▸ DOCUMENT EXCERPT:
┄┄┄┄┄┄┄┄┄┄

Youth MMA on the Rise Despite Injury Concerns
6 Jan, 2015By: Tracey Schelmetic
When most people think of mixed martial arts (MMA), they probably imagine shadowy gyms or underground parking garages. The sport, which was popularized by the UFC, now seems to be going “mainstream,” even to the point of youth leagues. These next-generation MMA participants could spur new growth in sports tourism from the youth level to amateur adult participation.
MMA is one of the fastest-growing sports among children: it’s estimated that about three million American children participate in mixed martial arts programs today, and it’s not just for the teenage crowd. According to the 2013 MMA for Fitness Single Sports Participation Report conducted by the Sports and Industry Fitness Association (SIFA), there were about 133,000 children ages 6 to 12 participating in MMA fitness training across America, and this number is expected to grow, thanks to popularization by television and movies, and a growing emphasis on combatting bullying in schools.

┄┄┄┄┄┄┄┄┄┄

▸ AVAILABLE DATA:
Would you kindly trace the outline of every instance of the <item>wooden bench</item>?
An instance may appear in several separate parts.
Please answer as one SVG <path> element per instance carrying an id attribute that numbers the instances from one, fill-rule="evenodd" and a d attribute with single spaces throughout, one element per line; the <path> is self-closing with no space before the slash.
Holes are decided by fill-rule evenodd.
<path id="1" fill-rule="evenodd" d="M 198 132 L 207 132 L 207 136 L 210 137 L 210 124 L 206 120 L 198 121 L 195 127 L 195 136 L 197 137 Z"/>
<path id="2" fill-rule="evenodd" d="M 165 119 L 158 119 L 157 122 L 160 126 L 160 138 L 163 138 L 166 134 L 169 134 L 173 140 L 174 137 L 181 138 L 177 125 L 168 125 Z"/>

┄┄┄┄┄┄┄┄┄┄

▸ TASKS FOR THIS EXERCISE:
**1)** In the article on youth MMA, why is the number of children doing MMA fitness training expected to grow? Answer in one to three sentences.
**2)** Continue the youth MMA article from its last sentence.

▸ ANSWERS TO THE TASKS:
**1)** The number is expected to grow because television and movies have made the sport popular. Schools are also putting more emphasis on combatting bullying.

**2)**
While the popular image of MMA might be bloody cage-fighting with gruesome looking weapons and props, youth MMA is more about fitness training, with elements of wrestling, grappling and martial arts such as jiu-jitsu, judo or taekwondo thrown in. Supporters say it helps kids with confidence, discipline and fitness, but the sport has more than its share of detractors, particularly in the youth arena.
When it comes to amateur or youth participation, there are concerns about high injury rates. A study published in the Orthopaedic Journal of Sports Medicine in 2014 found that injury rates for MMA were 228.7 injuries per 1000 athlete-exposures: considerably higher than other high-risk sports such as judo, taekwondo, amateur boxing and even professional boxing (with a rate of 118.0-250.6 injuries per 1000 athlete-exposures). Concussions, which are of concern for all athletes but particularly problematic for youth athletes, are a fairly common occurrence in MMA. A study that appeared in the American Journal of Sports Medicine last year found that when it comes to knockouts (KOs) and technical knockouts (TKOs), mixed martial arts cause more of these injuries compared to other combative and contact sports, and that the injury rates are far higher than previously reported.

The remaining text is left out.